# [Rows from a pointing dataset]
▬▬▬▬▬▬

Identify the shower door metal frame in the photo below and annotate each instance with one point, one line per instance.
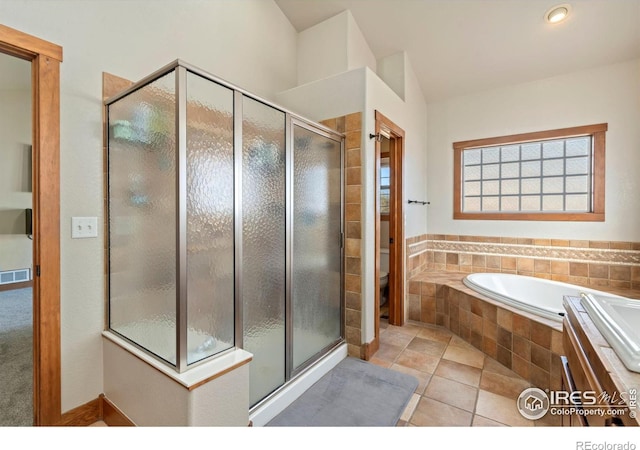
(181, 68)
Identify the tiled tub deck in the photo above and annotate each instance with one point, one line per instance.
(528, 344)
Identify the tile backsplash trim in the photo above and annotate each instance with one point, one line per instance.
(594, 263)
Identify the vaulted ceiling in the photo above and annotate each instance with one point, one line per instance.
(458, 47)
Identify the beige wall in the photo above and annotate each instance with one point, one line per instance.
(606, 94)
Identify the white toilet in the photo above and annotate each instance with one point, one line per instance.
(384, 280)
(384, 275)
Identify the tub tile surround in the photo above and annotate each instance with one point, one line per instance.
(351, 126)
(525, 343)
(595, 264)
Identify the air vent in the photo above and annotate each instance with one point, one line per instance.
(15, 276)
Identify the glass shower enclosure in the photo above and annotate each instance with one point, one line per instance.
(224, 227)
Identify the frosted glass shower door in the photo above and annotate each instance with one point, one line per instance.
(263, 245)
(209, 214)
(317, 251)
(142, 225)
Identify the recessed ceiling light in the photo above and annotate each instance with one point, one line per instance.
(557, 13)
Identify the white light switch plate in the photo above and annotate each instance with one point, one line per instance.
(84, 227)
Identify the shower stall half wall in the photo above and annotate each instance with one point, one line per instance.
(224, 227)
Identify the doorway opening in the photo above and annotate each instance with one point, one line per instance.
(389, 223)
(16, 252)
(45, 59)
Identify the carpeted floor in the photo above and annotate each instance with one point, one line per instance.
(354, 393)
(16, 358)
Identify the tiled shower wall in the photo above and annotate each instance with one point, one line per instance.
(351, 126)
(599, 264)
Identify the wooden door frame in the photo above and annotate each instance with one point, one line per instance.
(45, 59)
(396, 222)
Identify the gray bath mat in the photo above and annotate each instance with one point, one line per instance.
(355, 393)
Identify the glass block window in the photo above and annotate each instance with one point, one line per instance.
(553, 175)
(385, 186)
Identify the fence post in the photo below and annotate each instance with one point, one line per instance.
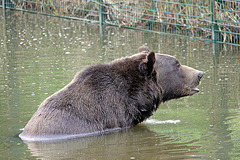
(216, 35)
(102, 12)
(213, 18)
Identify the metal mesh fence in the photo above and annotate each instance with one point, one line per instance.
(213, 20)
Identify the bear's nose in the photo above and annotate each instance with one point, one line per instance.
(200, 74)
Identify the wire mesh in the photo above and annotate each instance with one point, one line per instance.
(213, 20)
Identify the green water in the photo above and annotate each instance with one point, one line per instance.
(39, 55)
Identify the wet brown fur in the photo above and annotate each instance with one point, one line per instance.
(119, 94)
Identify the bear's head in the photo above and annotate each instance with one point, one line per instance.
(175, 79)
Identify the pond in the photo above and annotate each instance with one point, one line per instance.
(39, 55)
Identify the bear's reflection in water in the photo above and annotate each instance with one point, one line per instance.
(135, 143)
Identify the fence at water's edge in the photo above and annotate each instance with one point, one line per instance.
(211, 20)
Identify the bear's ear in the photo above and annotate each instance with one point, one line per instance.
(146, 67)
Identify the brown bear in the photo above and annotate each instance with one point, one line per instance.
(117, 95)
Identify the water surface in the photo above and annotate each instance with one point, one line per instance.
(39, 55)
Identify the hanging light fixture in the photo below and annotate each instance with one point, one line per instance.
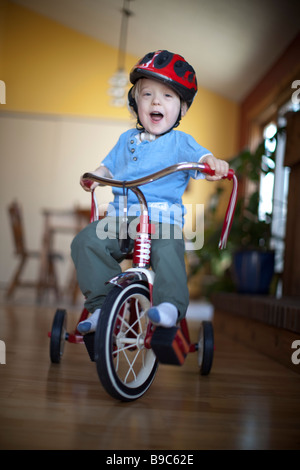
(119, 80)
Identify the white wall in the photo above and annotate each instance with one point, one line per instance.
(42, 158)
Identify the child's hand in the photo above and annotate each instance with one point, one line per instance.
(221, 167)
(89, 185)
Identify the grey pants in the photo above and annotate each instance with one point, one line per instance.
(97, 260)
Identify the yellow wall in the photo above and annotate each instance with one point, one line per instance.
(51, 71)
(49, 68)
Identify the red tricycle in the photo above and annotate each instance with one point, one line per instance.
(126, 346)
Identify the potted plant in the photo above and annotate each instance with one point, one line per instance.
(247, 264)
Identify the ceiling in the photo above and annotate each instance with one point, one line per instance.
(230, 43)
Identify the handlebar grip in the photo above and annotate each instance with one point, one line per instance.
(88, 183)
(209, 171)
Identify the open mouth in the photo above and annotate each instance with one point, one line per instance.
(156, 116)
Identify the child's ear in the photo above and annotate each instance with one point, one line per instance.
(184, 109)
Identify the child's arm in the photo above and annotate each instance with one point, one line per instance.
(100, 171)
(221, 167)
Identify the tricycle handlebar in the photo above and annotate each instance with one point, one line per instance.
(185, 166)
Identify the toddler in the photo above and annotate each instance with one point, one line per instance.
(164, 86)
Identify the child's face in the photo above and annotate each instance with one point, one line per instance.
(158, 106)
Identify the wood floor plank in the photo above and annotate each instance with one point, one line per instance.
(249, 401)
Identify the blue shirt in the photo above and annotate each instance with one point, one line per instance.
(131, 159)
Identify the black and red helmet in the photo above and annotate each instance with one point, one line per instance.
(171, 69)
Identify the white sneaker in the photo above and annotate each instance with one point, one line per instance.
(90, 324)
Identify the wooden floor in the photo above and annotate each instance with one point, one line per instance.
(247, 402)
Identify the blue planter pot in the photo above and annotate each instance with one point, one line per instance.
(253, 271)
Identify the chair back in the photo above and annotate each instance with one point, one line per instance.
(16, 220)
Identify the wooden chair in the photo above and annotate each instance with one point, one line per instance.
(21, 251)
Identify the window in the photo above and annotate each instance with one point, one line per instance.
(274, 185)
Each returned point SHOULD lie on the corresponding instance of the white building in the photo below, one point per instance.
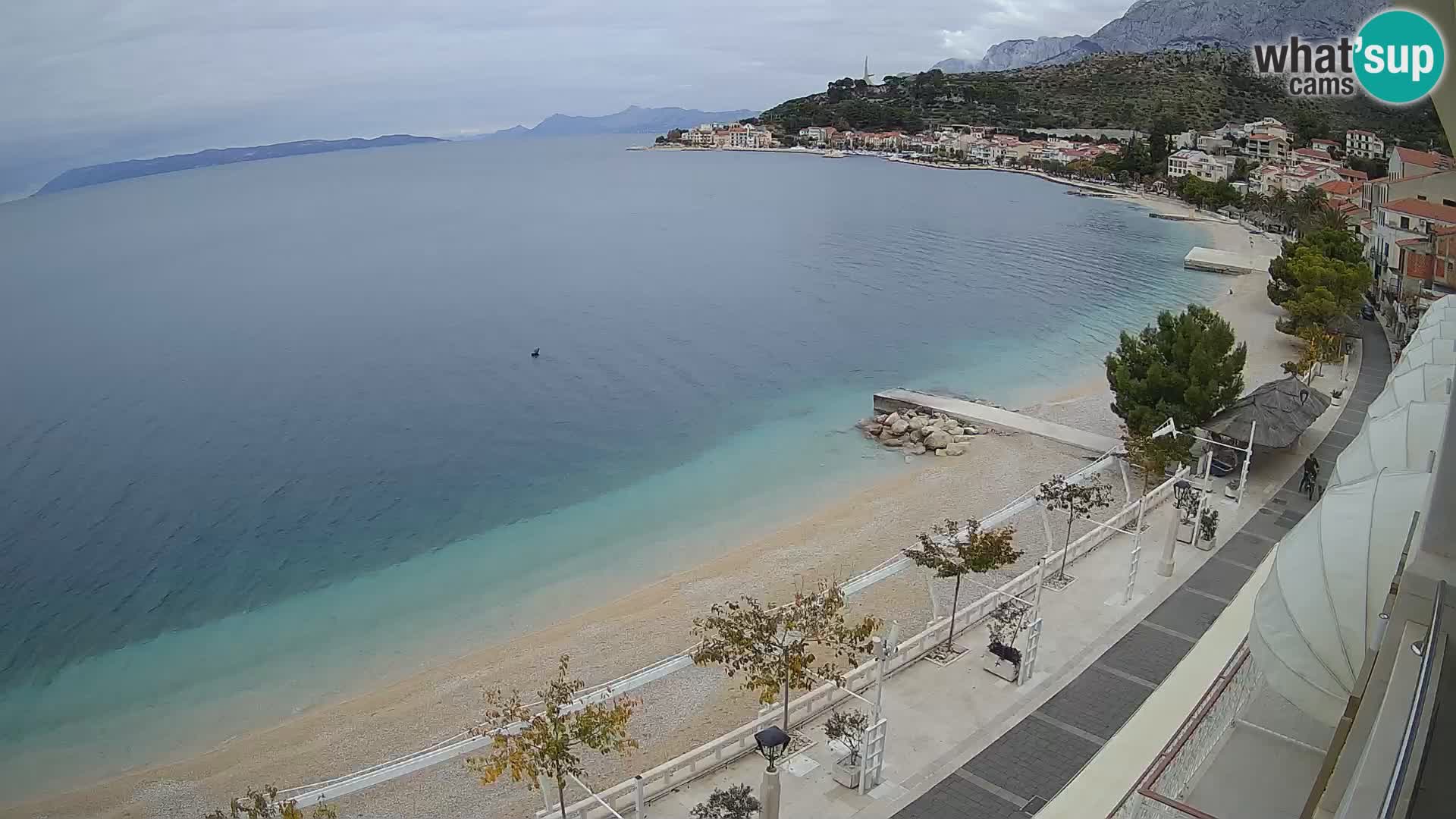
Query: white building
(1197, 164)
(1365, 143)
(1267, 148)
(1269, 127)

▬▬▬▬▬▬

# [TASK TO COMPLETE]
Scale everything from the line containing "Identify the tricycle" down to the end of the listing. Rewrite those lines with the requests included, multiply each point coordinate in the answers by 0.7 and round to whole numbers (halves up), and leave out the pictures.

# [WORKED SOLUTION]
Identify the tricycle handlebar in the photo above and annotate each instance with one point, one line per instance.
(130, 116)
Identify the toddler in the photo above and annotate each instance with one point, one line per instance.
(115, 60)
Identify the child's face in the photo above and annotate each instance with one point, one line per instance.
(111, 74)
Identify the wood floor plank in the photo above and annotate each instance with one point, one line per instance.
(174, 281)
Identify the blue shirt in the photo above and annotate each instance with one point, one line per instance.
(92, 111)
Identify the black and red helmet in the photo above and annotate each instance with one point, one line per instance.
(120, 48)
Identify the white sneaker in the photo above and annotate each instance with one point, one line per instance.
(63, 227)
Identify the wooden floor in the photo above and annotate each instance with one point, one line per instance.
(173, 281)
Identify the blue planter pot in the photo above and annotate each instance with one point, one line per instance.
(177, 190)
Identify the chair back in the photo above and annotate each instance with one point, one line per instance.
(11, 154)
Identify the wooden chair in the photo above and annotate each instance with one point, one line per instance.
(15, 176)
Identify the window in the photo above and annotate each instance with one point, one line per instance.
(192, 130)
Each returned point SHOULD lie on the corresponding instance of the white building in the photo below, one point per instance.
Query: white building
(838, 115)
(956, 100)
(887, 104)
(888, 89)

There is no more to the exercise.